● **WRITTEN EXERCISE A**: In the code review below, what does the import integrity check compare?
● **WRITTEN EXERCISE B**: Using the code review below, explain why DOMDocument is used to process the content and what follows from that choice.

● **EXTRACT TO READ**:
------------------------------------------------------------

Closed review window accidently in the middle, will continue later

berdir’s picture

About the escape problem, the idea of the API there was that knowing what should be escaped and knowing how it needs to be escaped are two different things and we tried to separate it there, but then again the way html is escaped in xliff is connected, so that might not work well.

Don't have a good solution atm...

berdir’s picture

+++ b/translators/file/tmgmt_file.text_processor.xliff_mask_html.inc
@@ -0,0 +1,381 @@
+ * To process the content DOMDocument object is used due to its ability to
+ * read broken HTML. This also implies that if broken HTML is in the source
+ * content the translation content will be fixed into the extend of DOMDocument
+ * abilities.

What exactly is source and translation content here? My understanding is that source is the actual node and fields and translation content is both the source text that we initially process and the translation that we get back, as both go through DOMDocument?

Wherever we make the split, we end up with a mismatch as we can't fix the actual source, be it our review form or the actual sources.

We can't change this, but maybe we should make this a bit more explicit, e.g. in the form of a description.

More tomorrow

berdir’s picture

  1. +++ b/translators/file/tmgmt_file.text_processor.xliff_mask_html.inc
    @@ -0,0 +1,381 @@
    +      $job_item->data = $data;
    

    Not sure if this can really be considered a public property and should be set like this, it happens to be public because the storage controller needs it.

    We have updateData(), but that's rather slow, not sure.

  2. +++ b/translators/file/tmgmt_file.text_processor.xliff_mask_html.inc
    @@ -0,0 +1,381 @@
    +   */
    ...
    +  /**
    +   * Will check the import integrity.
    +   *
    +   * It will count all sub elements of the trans-unit/target element and compare
    +   * it with the value stored during export.
    +   *
    +   * {@inheritdoc}
    

    @inheritdoc can't be mixed with additional comments. api.module doesn't support that.

------------------------------------------------------------

● **PROVIDED MATERIAL**:

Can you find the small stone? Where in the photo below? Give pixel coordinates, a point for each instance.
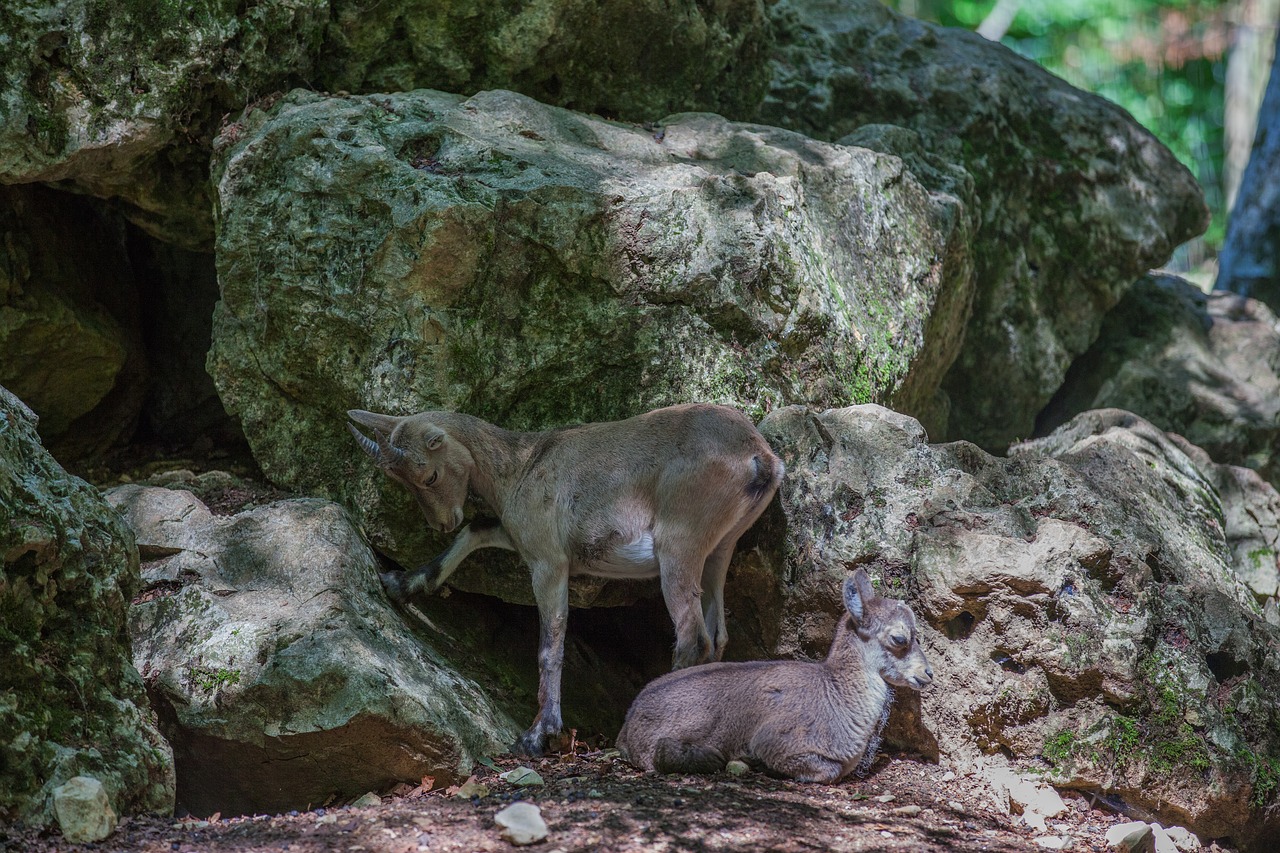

------------------------------------------------------------

● **RESPONSE A**: It counts all sub elements of the trans-unit/target element and compares that count with the value stored during export.

● **RESPONSE B**: DOMDocument is used because it can read broken HTML. As a result, if the source content holds broken HTML, the translation content gets fixed as far as DOMDocument is able to fix it.